#### [REQUIREMENTS]
Render the lines as a Markdown table with the columns Index and Text. Begin at the line containing "Batch annotation spec — target class: birch", stop after the last line of the items, number each row, and omit blank lines.

#### [PROVIDED RECORDS]
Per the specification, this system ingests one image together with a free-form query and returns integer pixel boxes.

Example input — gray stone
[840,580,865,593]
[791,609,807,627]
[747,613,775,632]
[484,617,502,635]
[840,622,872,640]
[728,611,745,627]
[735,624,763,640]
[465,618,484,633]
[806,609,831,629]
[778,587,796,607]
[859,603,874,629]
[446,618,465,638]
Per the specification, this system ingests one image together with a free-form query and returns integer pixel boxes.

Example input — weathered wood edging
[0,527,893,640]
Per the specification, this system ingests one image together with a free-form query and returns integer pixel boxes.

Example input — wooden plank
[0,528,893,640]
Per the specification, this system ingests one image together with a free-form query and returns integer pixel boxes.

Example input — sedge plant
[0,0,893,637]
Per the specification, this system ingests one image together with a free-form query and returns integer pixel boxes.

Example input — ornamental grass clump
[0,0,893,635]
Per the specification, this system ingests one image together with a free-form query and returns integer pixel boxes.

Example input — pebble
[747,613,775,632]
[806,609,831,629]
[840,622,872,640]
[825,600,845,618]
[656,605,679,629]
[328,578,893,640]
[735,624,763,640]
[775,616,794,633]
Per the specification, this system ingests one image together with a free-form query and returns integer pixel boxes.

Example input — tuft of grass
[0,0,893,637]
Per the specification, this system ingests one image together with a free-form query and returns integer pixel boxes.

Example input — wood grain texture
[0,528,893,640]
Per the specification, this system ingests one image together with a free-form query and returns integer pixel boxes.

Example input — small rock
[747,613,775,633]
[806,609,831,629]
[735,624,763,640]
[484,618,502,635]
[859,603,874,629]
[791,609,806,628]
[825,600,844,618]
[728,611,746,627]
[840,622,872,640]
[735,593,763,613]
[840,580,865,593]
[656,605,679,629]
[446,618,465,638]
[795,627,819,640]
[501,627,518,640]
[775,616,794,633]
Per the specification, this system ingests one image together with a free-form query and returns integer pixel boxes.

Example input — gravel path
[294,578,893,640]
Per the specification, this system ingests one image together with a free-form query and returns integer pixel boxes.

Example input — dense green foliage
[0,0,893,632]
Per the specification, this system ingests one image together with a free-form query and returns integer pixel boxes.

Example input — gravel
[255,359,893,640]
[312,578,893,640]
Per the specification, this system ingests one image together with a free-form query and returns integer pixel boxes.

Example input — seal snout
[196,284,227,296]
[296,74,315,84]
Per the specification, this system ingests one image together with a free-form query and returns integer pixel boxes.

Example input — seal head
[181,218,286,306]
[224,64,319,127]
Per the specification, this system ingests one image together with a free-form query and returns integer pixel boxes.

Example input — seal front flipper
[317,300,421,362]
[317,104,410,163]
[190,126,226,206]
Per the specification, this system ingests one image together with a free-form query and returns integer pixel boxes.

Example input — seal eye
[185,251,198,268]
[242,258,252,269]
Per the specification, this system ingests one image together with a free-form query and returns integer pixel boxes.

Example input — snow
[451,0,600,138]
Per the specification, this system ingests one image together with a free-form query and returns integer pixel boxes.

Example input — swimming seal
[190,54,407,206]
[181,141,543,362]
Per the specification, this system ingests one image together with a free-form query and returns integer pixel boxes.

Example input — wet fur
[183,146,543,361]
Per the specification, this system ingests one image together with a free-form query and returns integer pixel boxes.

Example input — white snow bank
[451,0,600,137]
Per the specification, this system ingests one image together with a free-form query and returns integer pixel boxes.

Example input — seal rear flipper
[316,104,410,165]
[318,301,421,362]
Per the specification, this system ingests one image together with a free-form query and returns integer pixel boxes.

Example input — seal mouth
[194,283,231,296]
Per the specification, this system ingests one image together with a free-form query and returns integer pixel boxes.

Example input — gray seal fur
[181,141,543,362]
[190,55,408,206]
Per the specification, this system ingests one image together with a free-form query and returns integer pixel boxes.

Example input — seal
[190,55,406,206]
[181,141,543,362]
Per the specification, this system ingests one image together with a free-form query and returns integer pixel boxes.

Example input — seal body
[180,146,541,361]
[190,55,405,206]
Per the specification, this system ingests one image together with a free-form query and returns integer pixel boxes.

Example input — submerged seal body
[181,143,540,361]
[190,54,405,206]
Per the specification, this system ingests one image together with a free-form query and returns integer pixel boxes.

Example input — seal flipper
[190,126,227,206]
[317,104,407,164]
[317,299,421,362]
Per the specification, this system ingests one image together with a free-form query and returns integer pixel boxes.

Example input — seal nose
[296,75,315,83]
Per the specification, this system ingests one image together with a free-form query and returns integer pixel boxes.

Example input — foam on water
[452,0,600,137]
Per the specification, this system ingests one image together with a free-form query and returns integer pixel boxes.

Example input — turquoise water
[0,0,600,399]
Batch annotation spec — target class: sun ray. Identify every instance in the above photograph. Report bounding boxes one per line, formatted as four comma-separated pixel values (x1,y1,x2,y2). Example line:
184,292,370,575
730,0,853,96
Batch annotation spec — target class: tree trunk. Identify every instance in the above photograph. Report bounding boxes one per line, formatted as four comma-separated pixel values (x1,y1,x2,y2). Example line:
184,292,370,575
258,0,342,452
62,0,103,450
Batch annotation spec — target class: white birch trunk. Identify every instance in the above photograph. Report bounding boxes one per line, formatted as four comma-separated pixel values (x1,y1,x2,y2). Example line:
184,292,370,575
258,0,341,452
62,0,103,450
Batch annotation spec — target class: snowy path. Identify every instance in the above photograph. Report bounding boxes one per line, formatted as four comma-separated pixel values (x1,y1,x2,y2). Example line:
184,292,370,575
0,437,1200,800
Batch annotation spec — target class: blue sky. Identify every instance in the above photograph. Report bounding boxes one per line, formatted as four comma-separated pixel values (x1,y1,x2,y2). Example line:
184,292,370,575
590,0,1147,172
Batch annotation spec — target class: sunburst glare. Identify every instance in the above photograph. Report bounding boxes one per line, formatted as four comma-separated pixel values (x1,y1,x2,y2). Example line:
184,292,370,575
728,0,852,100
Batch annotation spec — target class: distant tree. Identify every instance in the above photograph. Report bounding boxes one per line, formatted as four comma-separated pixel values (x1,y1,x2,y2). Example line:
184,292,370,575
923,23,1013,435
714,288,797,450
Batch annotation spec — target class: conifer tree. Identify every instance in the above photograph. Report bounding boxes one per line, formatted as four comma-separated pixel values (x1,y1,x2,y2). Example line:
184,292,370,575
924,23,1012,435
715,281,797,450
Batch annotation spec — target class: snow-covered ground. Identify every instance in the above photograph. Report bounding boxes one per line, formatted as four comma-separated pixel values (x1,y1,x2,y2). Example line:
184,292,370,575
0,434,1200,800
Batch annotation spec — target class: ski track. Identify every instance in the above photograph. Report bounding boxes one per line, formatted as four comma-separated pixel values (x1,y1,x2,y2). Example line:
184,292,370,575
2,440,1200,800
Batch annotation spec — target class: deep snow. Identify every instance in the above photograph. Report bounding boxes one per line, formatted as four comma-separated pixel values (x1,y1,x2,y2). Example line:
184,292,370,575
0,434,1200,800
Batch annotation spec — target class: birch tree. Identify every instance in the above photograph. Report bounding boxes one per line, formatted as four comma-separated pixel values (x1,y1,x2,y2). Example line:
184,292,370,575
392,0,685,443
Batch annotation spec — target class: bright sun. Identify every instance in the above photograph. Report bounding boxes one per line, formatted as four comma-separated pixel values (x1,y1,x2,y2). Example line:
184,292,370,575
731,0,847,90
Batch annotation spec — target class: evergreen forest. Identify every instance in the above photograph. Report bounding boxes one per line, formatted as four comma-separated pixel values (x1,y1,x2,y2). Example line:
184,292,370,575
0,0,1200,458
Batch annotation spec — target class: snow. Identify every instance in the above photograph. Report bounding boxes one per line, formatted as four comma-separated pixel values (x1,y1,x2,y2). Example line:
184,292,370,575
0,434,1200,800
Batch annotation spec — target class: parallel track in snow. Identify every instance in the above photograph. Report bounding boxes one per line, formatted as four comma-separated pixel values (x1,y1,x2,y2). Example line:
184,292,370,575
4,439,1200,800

#### [TASK ANSWER]
| Index | Text |
|---|---|
| 1 | Batch annotation spec — target class: birch tree. Identify every instance in the above photograph. Report bounding boxes one per line, formatted as four comma-separated pixel values (x1,y1,x2,y2). Example line: |
| 2 | 184,292,370,575 |
| 3 | 392,0,685,443 |
| 4 | Batch annotation spec — target class: bright sun. Identify every instance in the above photograph. Report bounding boxes one per line, formatted as four comma-separated pixel values (x1,y1,x2,y2). Example line: |
| 5 | 184,292,370,575 |
| 6 | 731,0,847,90 |
| 7 | Batch annotation spec — target class: evergreen forest. Identify every instance in the above photograph. Report bounding boxes one per line, formatted as four comma-separated pixel values (x1,y1,x2,y2). Example line: |
| 8 | 184,292,370,575 |
| 9 | 0,0,1200,458 |
| 10 | Batch annotation spec — target class: snow. Identify every instance in the above photograph. Report bounding boxes one per line, formatted as four comma-separated pixel values (x1,y1,x2,y2). Example line: |
| 11 | 184,292,370,575 |
| 12 | 0,434,1200,800 |
| 13 | Batch annotation spec — target class: parallel track in snow. Identify every instance in the above photograph. Report bounding boxes one per line, formatted as four comma-separated pixel values (x1,y1,x2,y2). Example line: |
| 14 | 184,292,370,575 |
| 15 | 4,439,1200,800 |